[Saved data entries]
•••
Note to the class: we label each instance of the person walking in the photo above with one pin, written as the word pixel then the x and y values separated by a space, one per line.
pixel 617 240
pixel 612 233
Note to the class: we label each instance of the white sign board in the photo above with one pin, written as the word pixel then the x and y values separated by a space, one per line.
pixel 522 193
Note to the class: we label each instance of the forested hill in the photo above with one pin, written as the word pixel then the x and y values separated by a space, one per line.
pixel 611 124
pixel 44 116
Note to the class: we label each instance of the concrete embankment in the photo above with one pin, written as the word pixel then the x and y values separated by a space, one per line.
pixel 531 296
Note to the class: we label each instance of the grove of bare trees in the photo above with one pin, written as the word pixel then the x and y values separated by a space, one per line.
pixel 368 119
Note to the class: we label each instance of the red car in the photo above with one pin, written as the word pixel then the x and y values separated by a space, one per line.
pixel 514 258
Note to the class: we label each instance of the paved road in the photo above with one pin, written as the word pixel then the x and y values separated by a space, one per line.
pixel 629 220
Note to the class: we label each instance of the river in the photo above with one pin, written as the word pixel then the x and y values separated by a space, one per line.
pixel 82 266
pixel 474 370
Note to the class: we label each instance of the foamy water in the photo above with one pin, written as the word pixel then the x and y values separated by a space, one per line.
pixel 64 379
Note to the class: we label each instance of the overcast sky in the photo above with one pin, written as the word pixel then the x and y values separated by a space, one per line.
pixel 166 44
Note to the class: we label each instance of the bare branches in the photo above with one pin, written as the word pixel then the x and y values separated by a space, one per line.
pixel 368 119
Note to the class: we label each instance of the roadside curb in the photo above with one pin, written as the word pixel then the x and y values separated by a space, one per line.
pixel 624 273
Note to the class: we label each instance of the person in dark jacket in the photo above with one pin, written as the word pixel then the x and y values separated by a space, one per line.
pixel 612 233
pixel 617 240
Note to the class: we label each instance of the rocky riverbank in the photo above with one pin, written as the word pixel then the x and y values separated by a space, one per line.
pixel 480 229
•••
- [Written instruction] Write out the lines above, word for word, from the first line through the line containing "pixel 514 258", including both.

- [Exercise output]
Note to the class: we label each instance of the person walking in the photo above with one pin, written as the word pixel then the x and y values separated by a space, one per line.
pixel 617 240
pixel 612 233
Note to the class: we label each instance of the white sign board in the photo above with one pin, written as the word pixel then the x and y values separated by a space, one per line.
pixel 522 193
Note to the class: we label each instance of the forested hill in the photo above with one pin, written as the word pixel then the x and y values separated by a space, one per line.
pixel 611 124
pixel 44 116
Note to the class: we label each instance of the concrete embankment in the photo above with one pin, written as the word pixel then the x and y values separated by a space, one per line.
pixel 531 296
Note to the class: we label each instance of the grove of bare trees in the photo above with one pin, written as the word pixel then the x and y values separated by a space, one per line.
pixel 368 119
Note to the class: we label each instance of the red car in the photo above with one pin, written as the word pixel then the x and y values separated by a space, one per line.
pixel 514 258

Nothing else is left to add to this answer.